## Material provided
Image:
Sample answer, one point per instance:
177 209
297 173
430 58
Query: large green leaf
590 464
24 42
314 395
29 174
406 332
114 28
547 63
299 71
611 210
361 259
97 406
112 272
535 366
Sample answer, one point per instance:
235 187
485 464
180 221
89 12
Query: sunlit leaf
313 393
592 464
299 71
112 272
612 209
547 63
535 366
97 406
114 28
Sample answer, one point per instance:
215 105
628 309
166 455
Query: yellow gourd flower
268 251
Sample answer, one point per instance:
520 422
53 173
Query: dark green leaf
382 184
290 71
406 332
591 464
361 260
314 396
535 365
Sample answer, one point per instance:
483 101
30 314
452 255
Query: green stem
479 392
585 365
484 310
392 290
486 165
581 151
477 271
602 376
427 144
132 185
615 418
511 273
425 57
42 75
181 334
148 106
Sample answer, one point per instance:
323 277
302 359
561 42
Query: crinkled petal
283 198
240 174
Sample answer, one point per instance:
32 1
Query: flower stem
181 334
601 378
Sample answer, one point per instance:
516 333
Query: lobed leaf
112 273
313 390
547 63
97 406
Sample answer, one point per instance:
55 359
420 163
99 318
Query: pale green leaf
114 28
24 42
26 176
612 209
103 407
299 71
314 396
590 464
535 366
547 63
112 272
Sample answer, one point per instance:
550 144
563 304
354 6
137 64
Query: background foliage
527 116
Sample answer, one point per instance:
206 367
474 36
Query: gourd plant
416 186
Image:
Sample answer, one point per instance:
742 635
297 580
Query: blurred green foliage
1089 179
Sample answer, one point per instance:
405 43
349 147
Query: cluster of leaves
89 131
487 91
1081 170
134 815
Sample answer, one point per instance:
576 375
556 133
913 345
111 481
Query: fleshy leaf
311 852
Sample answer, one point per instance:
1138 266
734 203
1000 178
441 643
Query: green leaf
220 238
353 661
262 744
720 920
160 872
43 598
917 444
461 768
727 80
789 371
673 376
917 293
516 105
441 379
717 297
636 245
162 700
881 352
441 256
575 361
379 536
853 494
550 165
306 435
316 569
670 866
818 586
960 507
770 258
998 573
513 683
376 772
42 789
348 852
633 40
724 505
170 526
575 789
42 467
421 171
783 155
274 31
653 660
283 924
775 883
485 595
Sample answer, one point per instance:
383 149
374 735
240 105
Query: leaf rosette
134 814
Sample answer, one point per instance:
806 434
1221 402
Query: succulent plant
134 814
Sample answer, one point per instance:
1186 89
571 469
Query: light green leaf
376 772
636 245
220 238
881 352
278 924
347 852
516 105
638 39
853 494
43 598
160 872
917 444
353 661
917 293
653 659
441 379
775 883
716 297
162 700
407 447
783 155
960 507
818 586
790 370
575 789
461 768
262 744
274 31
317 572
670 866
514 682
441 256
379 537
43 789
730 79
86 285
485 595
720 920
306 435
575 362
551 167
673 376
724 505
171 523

## What is expected
Output every line of the data again, exactly.

## Answer space
Image:
Sample answer, one point per instance:
177 209
297 173
430 58
Query: large green leaf
590 464
24 42
314 395
29 174
406 332
114 28
547 63
299 71
611 210
361 259
97 406
112 272
535 366
Sample answer, one point per instance:
235 187
485 464
180 221
89 12
Query: sunlit leaf
313 393
592 464
299 71
112 272
612 209
547 63
535 366
97 406
114 28
Sample answer, one point per instance:
215 105
628 309
166 455
Query: yellow gourd flower
268 251
Sample answer, one point per instance:
520 422
53 173
Query: dark green leaf
382 184
290 71
406 332
591 464
361 260
314 396
535 365
Sample answer, one point per instance:
483 101
30 314
452 255
Query: green stem
479 392
585 365
484 310
392 290
486 165
581 151
477 271
602 376
427 144
132 185
615 418
511 273
425 57
42 75
181 334
148 106
Sample answer, one point per instance:
323 277
302 359
561 42
Query: crinkled petal
283 198
240 174
Sample answer, one point per instance:
32 1
Query: flower stem
181 334
601 378
Sample answer, one point per instance:
516 333
Query: lobed leaf
112 273
313 390
547 63
97 406
Sample answer, one point per instance:
55 359
420 163
99 318
Query: pale green leaf
114 28
24 42
26 176
612 209
103 407
299 71
314 396
590 464
535 366
547 63
112 272
Sample answer, one point per instance:
550 144
563 304
354 6
137 64
Query: background foliage
527 116
Sample answer, one point per instance:
206 367
474 36
Query: gourd plant
416 186
Image:
Sample answer, one point per instance:
742 635
297 580
Query: blurred green foliage
1089 179
Sample answer, one point per instance:
405 43
349 147
Query: cluster of leaves
89 131
487 91
1081 170
134 815
Sample answer, one point per instance:
576 375
556 133
913 345
111 481
Query: fleshy leaf
311 852
Sample answer, one point per instance:
1138 266
734 203
1000 178
441 643
Query: green leaf
220 238
353 661
262 744
720 920
160 872
43 598
917 444
461 768
727 80
789 371
673 376
917 293
516 105
441 379
717 297
636 245
162 700
881 352
441 256
575 361
379 536
853 494
550 165
306 435
316 569
670 866
818 586
960 507
770 258
998 573
513 683
376 772
42 789
348 852
633 40
724 505
170 526
575 789
42 467
421 171
783 155
274 31
653 660
283 924
775 883
485 595
Sample answer, one point per instance:
383 149
374 735
240 105
Query: leaf rosette
134 814
Sample answer, one point per instance:
806 434
1221 402
Query: succulent plant
134 814
Sample answer, one point per instance:
1186 89
571 469
Query: light green leaf
376 772
636 245
220 238
881 352
278 924
347 852
516 105
638 39
853 494
43 598
160 872
917 444
353 661
917 293
653 659
441 379
775 883
716 297
162 700
407 447
783 155
960 507
818 586
790 370
575 789
461 768
262 744
274 31
317 572
670 866
514 682
441 256
379 537
43 789
730 79
86 285
485 595
720 920
306 435
575 362
551 167
673 376
724 505
171 523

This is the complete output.